(Items from a dataset)
•••
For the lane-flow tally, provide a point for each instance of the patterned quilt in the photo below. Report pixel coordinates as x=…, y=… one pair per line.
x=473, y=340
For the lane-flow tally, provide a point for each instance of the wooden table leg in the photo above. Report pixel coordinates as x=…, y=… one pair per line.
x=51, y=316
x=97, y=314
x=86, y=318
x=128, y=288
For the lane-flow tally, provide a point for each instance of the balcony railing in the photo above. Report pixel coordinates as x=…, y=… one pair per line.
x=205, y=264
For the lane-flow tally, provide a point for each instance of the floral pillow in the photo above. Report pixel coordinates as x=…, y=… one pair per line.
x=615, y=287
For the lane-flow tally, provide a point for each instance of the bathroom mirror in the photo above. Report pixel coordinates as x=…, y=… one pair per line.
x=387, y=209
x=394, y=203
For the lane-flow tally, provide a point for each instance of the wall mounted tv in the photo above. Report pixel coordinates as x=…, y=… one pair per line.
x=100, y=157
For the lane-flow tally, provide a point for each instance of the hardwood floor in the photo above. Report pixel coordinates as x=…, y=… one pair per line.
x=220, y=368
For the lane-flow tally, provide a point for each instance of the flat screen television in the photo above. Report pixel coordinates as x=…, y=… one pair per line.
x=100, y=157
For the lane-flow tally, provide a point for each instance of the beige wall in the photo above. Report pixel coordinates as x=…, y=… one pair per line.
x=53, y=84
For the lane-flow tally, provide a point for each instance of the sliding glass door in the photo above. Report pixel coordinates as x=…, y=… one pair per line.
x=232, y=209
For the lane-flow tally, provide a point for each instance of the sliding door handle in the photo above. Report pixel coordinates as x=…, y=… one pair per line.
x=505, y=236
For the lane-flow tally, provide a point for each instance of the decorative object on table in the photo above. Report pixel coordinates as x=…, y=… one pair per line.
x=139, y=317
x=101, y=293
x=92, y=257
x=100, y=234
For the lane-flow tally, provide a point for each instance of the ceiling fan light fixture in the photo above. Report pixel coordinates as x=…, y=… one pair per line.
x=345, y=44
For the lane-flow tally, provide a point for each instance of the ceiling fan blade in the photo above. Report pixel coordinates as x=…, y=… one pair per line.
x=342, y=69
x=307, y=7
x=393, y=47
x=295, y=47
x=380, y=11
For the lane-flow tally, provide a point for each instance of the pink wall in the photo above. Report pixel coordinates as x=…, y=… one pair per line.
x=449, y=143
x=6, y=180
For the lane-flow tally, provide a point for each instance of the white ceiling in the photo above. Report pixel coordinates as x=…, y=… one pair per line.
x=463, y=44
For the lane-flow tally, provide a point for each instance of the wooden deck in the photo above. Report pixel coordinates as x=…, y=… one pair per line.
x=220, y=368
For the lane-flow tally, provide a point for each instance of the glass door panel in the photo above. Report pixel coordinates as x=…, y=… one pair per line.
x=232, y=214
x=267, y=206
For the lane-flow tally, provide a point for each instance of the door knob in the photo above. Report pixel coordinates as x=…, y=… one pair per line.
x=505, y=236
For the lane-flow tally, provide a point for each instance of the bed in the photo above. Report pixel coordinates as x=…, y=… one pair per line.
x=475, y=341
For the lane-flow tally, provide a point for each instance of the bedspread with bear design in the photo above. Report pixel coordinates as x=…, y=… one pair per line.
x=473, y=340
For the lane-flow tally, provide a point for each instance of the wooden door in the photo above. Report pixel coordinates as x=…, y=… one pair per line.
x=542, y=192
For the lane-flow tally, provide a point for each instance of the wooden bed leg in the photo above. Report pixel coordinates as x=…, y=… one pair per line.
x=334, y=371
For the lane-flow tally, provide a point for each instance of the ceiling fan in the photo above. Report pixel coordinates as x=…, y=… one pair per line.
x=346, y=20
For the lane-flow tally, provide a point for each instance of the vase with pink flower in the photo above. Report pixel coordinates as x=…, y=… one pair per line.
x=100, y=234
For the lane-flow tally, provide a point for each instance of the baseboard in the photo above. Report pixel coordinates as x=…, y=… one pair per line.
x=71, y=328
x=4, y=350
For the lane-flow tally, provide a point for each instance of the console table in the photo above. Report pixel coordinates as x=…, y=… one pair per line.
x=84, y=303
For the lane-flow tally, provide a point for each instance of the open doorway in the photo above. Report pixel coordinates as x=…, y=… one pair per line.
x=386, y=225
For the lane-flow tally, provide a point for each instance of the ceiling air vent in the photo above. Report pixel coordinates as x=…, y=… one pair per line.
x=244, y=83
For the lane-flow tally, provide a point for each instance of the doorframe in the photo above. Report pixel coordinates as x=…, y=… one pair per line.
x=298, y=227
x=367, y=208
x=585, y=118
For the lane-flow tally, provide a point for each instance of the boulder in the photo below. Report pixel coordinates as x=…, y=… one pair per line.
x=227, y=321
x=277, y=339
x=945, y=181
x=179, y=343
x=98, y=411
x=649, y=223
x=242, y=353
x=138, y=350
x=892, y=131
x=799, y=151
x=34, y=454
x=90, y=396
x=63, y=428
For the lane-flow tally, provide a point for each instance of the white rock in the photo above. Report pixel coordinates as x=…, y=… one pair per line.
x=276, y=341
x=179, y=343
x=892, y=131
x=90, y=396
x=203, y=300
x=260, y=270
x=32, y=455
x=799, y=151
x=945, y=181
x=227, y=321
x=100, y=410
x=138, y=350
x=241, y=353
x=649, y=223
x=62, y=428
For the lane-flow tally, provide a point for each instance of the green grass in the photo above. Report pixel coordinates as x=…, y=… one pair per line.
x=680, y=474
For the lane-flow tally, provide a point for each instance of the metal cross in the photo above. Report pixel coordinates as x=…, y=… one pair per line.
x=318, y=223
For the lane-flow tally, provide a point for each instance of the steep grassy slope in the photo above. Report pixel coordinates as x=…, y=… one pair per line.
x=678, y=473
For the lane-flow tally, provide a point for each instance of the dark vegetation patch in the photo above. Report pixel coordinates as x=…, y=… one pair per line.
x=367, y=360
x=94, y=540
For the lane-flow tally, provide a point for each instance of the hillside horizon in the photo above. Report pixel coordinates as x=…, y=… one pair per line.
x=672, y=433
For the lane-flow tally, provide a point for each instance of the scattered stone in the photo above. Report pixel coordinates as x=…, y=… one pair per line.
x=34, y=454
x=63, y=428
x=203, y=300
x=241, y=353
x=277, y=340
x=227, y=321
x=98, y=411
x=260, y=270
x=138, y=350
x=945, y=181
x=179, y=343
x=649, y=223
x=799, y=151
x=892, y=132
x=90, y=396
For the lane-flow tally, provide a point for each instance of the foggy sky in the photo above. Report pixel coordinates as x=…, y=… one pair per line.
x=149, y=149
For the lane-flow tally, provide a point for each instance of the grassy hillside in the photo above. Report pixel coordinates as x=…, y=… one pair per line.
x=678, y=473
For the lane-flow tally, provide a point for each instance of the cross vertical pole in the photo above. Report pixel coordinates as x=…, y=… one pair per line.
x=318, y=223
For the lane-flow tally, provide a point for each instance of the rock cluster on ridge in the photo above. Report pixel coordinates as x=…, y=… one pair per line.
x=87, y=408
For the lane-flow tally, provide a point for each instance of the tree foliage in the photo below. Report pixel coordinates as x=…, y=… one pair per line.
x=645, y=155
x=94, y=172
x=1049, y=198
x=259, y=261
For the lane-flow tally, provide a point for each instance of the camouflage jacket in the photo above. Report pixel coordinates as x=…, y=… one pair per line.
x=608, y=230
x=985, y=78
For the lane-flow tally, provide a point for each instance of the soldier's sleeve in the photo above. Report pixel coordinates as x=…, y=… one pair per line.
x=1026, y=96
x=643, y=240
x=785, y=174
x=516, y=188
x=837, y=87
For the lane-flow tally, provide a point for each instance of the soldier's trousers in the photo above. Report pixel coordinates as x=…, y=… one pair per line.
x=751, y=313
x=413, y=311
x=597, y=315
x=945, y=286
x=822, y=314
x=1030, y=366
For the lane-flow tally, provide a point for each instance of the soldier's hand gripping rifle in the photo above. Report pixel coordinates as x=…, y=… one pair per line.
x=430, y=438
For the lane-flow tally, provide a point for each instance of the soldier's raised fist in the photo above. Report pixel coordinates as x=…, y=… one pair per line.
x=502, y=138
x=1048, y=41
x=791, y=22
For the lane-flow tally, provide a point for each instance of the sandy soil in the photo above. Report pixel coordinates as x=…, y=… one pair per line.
•••
Render everything in the listing above, from the line containing "of the wall" down to the line containing "x=345, y=44", as a two-column CSV with headers instruction and answer. Give each request its own row, with its text and its answer each in a single quoted field and any line breaks replaced by spaces.

=== Correct answer ===
instruction,answer
"For the lane-flow tally, provide a point for each instance of the wall mounted tv in the photo above. Report pixel coordinates as x=…, y=… one pair per line.","x=100, y=157"
"For the lane-flow tally, provide a point for each instance of the hardwood floor in the photo above. Report pixel coordinates as x=…, y=… one pair per line.","x=220, y=368"
"For the lane-flow tally, provide a point for each instance of the flat screen television in the photo above. Report pixel coordinates as x=…, y=… one pair per line.","x=100, y=157"
"For the lane-flow tally, provide a point for each instance of the beige wall in the photo above. Report pixel coordinates as x=…, y=… one pair per line.","x=53, y=84"
"For the lane-flow tally, provide a point for each instance of the sliding glass door in the photo above. Report pixel coordinates as x=…, y=… one pair per line.","x=232, y=209"
"For the lane-flow tally, provide a point for each instance of the sliding door handle in the photo above. Report pixel coordinates as x=…, y=… one pair per line.","x=505, y=236"
"For the lane-flow tally, provide a point for each instance of the decorative object on table in the photo above. Report pixel coordinates as x=…, y=… one pair per line.","x=139, y=317 x=101, y=293 x=92, y=257 x=100, y=234"
"For the lane-flow tally, provide a point for each instance of the ceiling fan light fixture in the photo above. Report pixel coordinates as x=…, y=… one pair per line.","x=345, y=44"